“At 6 months old my Son Ari got a chest infection that was going around.
He seemed pretty unwell and so I took him to the doctors. They said his breathing was on the verge of being too quick, but he seemed ok so they would see him again two days later and sent him home with an inhaler. After the two days he seemed much the same, if not worse to me, but when I took him back to the doctors they told me he was okay and to carry on with what I was doing.
“Over the next few days he got worse but with what seemed different to his previous illness. He was very irritable and would not sleep for longer than 10 minutes without waking up screaming. The only way he would sleep was snuggled in my arms, which was really unusual for him, but I just presumed it was the chest infection getting worse before it got better.
“This was at the weekend and so I decided to phone the doctors on Monday, but he seemed to pick up so I left it. Then, on Tuesday evening he suddenly stopped taking his milk. He did nothing but scream and sleep, he was sleeping far too much. The following morning (Wednesday 18th Jan), he was still refusing milk. It had been over 16 hours since he had any milk or other food and drink, so I phoned the doctors for an emergency appointment.

◇ ◇ ◇ ◇ ◇ ◇ ◇

**REQUIRED TASKS:**
a - In the account of Ari's illness, what did the doctors send Ari home with after the first visit?
b - Please reproduce the account of Ari's illness between "He seemed pretty" and "I was doing.", inclusive.
c - Pick up the account of Ari's illness after its final sentence and continue it.

◇ ◇ ◇ ◇ ◇ ◇ ◇

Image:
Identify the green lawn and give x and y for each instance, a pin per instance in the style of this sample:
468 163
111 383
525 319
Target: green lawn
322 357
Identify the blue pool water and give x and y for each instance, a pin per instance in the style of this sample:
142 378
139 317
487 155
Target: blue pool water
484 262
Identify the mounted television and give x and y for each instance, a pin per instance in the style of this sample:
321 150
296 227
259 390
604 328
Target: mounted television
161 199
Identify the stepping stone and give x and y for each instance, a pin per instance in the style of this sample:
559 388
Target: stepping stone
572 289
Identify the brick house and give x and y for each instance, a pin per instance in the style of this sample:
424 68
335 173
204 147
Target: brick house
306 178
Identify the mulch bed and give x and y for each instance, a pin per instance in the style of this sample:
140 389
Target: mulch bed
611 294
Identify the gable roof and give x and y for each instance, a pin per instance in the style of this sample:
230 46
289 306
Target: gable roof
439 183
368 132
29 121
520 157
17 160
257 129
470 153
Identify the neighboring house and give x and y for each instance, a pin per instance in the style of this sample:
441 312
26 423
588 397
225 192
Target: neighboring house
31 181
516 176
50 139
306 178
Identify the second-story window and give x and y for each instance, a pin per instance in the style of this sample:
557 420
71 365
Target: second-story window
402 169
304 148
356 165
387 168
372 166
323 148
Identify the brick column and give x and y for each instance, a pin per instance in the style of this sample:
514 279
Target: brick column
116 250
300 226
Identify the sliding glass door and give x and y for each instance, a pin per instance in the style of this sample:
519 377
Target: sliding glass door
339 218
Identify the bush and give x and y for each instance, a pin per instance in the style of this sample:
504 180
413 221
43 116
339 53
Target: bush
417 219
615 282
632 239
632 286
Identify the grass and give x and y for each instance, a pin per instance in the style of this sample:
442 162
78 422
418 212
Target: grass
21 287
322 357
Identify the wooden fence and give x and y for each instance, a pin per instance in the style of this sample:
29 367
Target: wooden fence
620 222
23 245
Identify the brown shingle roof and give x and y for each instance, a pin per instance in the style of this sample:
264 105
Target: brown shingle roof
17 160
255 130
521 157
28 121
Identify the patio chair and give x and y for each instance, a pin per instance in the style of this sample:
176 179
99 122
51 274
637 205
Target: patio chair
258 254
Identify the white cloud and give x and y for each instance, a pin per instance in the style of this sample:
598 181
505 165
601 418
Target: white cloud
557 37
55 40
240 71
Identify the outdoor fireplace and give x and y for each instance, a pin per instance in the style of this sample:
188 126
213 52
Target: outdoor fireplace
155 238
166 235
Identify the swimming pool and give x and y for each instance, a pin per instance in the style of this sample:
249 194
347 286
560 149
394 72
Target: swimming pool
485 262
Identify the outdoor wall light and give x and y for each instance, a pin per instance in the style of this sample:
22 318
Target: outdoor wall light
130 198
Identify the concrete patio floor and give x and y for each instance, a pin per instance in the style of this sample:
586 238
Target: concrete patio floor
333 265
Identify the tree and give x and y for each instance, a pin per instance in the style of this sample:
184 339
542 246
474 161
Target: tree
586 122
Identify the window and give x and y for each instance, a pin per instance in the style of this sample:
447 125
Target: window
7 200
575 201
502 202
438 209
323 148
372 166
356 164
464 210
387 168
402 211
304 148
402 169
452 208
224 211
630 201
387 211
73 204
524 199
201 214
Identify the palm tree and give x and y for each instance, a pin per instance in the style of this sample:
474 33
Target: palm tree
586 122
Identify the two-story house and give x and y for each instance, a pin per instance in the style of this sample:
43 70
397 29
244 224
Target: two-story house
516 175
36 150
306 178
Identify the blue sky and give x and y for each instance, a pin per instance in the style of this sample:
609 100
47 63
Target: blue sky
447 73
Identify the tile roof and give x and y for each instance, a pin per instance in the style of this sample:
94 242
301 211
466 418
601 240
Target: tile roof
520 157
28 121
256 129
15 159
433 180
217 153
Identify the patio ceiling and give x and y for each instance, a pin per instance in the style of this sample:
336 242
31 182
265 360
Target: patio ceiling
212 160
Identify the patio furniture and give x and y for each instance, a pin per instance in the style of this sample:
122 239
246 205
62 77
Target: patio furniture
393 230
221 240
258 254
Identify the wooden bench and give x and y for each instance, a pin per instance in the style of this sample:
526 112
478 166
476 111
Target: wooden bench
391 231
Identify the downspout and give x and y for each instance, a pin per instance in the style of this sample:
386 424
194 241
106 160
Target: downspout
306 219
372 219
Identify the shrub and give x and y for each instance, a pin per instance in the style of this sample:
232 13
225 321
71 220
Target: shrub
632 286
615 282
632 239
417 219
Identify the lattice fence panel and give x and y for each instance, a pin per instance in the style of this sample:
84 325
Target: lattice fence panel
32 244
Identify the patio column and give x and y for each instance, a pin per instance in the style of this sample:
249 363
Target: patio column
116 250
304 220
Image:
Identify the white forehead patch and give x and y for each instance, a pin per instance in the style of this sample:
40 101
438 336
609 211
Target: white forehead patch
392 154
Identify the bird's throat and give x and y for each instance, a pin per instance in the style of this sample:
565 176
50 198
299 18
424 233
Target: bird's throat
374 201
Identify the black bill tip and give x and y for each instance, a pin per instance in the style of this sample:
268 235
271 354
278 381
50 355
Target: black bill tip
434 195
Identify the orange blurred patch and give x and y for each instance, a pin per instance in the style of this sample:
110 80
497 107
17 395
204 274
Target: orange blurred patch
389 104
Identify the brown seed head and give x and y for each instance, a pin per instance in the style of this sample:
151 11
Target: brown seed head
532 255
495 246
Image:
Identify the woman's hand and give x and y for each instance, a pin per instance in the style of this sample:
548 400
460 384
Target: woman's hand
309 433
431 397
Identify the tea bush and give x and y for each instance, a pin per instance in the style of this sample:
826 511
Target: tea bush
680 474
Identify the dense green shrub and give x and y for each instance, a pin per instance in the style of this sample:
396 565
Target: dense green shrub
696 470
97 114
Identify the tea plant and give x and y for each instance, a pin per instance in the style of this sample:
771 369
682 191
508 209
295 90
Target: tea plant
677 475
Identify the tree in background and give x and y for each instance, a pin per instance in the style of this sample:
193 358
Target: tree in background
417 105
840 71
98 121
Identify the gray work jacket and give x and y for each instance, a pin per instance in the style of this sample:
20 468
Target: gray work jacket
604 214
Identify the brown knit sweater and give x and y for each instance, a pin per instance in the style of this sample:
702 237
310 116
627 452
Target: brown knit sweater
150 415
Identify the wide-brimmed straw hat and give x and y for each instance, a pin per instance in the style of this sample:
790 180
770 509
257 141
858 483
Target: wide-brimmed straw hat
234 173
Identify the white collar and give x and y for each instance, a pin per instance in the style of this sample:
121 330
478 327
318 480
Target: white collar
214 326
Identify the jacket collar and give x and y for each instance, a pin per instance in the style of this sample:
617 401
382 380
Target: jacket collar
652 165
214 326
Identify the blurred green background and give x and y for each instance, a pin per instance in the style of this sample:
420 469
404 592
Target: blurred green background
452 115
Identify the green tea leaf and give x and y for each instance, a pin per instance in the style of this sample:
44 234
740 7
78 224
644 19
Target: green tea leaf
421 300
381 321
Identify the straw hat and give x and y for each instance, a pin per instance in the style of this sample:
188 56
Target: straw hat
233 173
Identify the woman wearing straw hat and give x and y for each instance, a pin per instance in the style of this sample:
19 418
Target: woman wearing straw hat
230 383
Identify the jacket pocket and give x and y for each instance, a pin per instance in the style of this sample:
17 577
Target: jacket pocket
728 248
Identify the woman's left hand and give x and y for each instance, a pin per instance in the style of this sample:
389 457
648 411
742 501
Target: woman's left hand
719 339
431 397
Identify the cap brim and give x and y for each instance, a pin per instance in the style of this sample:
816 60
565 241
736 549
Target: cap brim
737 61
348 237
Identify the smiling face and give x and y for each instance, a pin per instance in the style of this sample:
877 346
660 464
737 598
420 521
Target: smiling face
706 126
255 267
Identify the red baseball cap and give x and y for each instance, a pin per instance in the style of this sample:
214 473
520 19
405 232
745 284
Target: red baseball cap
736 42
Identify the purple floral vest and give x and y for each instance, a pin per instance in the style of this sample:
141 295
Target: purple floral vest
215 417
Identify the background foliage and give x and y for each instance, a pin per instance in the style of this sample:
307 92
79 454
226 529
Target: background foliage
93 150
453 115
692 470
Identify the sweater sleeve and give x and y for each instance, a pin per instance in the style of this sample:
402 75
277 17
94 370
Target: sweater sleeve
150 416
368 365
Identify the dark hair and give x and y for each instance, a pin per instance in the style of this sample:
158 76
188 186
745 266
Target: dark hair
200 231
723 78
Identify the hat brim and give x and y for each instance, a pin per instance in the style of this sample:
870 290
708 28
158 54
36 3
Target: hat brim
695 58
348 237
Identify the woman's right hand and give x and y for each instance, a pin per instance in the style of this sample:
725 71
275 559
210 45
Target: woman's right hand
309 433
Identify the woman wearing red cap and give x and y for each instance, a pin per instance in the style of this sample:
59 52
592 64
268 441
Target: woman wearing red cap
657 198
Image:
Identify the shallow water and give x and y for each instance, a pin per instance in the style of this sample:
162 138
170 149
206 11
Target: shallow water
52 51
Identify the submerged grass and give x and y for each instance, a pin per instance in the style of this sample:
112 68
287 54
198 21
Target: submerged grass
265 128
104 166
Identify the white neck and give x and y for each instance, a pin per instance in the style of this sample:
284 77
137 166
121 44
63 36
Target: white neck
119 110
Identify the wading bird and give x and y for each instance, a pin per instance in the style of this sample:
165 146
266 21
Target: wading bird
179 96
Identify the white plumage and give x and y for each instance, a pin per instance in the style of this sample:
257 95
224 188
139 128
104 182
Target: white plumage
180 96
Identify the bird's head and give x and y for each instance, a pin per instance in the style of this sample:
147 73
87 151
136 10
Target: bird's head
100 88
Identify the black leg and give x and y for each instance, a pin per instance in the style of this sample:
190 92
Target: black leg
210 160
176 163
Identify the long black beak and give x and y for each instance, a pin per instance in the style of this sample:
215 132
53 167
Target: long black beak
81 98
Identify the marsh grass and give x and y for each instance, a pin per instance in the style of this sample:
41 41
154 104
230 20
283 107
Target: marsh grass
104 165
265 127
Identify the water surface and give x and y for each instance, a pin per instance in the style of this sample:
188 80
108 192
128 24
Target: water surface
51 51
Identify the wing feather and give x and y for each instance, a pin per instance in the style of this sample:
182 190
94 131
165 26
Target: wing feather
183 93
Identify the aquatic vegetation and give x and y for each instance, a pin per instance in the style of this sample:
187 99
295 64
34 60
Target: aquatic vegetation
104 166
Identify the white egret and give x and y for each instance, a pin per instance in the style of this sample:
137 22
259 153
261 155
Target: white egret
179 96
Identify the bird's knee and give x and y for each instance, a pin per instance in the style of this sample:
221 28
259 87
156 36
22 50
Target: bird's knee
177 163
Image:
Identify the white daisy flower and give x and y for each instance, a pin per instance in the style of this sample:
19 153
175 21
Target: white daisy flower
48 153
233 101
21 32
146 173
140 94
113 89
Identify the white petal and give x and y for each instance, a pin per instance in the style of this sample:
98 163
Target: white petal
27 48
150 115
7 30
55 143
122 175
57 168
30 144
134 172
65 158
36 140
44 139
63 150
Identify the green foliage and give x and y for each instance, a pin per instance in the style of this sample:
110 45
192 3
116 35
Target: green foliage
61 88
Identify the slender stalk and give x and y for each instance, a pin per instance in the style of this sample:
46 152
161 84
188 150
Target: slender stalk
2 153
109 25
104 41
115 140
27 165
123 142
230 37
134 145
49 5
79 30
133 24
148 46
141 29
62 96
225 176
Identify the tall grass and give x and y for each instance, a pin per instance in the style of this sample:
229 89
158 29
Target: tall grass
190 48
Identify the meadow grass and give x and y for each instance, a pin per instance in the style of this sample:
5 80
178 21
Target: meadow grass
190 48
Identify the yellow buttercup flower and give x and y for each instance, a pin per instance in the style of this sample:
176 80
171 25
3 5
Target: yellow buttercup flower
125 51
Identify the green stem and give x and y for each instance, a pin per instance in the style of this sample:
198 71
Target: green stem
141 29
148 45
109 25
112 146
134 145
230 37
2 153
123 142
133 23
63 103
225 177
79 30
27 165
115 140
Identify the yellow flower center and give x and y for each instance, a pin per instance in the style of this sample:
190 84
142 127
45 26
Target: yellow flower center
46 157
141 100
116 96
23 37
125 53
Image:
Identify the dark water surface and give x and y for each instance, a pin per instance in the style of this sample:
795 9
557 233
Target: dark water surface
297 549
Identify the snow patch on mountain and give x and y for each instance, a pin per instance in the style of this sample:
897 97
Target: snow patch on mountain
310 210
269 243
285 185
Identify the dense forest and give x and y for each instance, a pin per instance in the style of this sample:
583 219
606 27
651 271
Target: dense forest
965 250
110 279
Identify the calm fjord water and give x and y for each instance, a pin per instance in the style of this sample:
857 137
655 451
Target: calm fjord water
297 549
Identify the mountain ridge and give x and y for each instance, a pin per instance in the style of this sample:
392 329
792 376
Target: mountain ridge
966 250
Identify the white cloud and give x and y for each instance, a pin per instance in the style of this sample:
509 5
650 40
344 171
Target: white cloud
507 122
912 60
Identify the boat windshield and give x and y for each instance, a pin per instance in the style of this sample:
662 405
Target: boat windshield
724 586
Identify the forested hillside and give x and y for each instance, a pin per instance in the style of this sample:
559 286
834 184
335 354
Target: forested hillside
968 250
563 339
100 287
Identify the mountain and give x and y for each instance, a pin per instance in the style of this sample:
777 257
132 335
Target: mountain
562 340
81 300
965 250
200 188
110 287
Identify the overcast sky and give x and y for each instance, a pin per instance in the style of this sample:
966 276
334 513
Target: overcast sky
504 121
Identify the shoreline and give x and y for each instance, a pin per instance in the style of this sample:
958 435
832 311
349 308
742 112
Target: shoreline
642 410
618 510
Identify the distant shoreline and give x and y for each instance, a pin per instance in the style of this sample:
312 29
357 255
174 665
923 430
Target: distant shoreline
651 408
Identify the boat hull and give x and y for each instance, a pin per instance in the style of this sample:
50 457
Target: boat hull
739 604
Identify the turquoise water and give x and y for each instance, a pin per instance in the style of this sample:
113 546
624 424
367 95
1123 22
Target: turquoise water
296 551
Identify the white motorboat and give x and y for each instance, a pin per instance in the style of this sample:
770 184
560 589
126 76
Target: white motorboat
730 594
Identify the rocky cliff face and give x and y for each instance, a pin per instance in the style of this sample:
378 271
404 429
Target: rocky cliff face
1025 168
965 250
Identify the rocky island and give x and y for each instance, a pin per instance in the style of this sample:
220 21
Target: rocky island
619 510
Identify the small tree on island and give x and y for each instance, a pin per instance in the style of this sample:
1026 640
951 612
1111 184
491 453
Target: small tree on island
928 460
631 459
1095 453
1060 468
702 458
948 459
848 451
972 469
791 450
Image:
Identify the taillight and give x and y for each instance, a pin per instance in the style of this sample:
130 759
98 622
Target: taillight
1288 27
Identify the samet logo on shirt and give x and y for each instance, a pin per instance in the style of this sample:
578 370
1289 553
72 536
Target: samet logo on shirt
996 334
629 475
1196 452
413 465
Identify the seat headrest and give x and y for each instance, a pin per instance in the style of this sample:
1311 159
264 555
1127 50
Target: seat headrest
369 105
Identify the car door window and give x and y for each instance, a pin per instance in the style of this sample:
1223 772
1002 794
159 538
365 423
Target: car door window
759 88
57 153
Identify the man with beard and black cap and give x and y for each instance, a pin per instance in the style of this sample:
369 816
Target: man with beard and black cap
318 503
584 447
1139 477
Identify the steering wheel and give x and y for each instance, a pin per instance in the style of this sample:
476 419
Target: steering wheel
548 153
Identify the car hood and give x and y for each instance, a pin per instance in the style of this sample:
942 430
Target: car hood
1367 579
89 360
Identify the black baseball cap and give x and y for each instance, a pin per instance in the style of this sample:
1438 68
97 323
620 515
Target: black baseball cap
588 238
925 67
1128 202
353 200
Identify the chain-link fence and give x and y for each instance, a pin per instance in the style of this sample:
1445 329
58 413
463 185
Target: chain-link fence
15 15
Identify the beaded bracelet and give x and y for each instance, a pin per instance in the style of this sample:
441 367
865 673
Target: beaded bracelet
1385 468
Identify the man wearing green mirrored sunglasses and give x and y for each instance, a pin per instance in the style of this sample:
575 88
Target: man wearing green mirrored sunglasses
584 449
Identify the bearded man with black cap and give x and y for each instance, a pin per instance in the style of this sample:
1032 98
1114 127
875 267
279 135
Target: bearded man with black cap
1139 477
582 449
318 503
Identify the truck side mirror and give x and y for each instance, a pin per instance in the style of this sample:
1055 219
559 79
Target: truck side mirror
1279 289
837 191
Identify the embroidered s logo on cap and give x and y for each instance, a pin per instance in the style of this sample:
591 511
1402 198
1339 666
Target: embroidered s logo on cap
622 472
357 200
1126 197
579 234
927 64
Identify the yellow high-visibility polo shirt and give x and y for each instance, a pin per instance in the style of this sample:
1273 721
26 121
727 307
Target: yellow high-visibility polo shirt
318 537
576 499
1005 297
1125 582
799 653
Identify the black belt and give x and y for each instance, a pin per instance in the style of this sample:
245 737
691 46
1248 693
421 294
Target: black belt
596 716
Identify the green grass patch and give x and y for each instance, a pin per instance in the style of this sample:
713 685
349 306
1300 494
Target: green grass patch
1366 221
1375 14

◇ ◇ ◇ ◇ ◇ ◇ ◇

**OUTPUTS BY TASK:**
a - An inhaler.

b -
He seemed pretty unwell and so I took him to the doctors. They said his breathing was on the verge of being too quick, but he seemed ok so they would see him again two days later and sent him home with an inhaler. After the two days he seemed much the same, if not worse to me, but when I took him back to the doctors they told me he was okay and to carry on with what I was doing.

c -
A change in appointment time saved his life
“This was at 10am. The appointment they gave him was 4:50pm. At 10:30am the doctors phoned back and changed his appointment to 11:30am. I don't exactly know why, but I would later learn that the change in appointment time saved his life.
“The doctor said his temperature and breathing were high but couldn't see a source for infection, so he phoned the children’s ward at my local hospital and sent him straight there. I explained to them he was also having staring episodes that you could not snap him out of. He was totally unresponsive during the episodes, which they saw for themselves, but they also could not find a source of infection!
“One of the nurses mentioned that his soft spot was really bulged and so they decided to do a lumbar puncture. By this time my son had pretty much gone into his own coma. He slept through several cannula attempts and then slept through the lumbar puncture. They told me they were testing for meningitis, and I thought why? He didn't have a rash, it can't be that?
“Whilst waiting for the results my son became so light sensitive, even in his sleep, that he had to have a towel over his head. Then the doctors came in and said he had pneumococcal meningitis and he was critically ill. I broke down. I'm a 22 year old young, first time mum, who knew nothing about meningitis other than the rash, which I thought you always got with it.
All so much to take in
“They put Ari in an induced coma with tubes to help him breath, and told me that he would be transferred to Manchester Royal Children’s Hospital. It was all so much to take in. The night before he sat up by himself for the first time, and less than 24 hours later he was near death.
“He was given brain scans before being transferred and they had two failed attempts at getting a line into his leg. He still has scars where they drilled through to the bone. I honestly at the time did not understand how poorly my baby was, simply because I was never made aware of how serious, quick acting and deadly Meningitis is.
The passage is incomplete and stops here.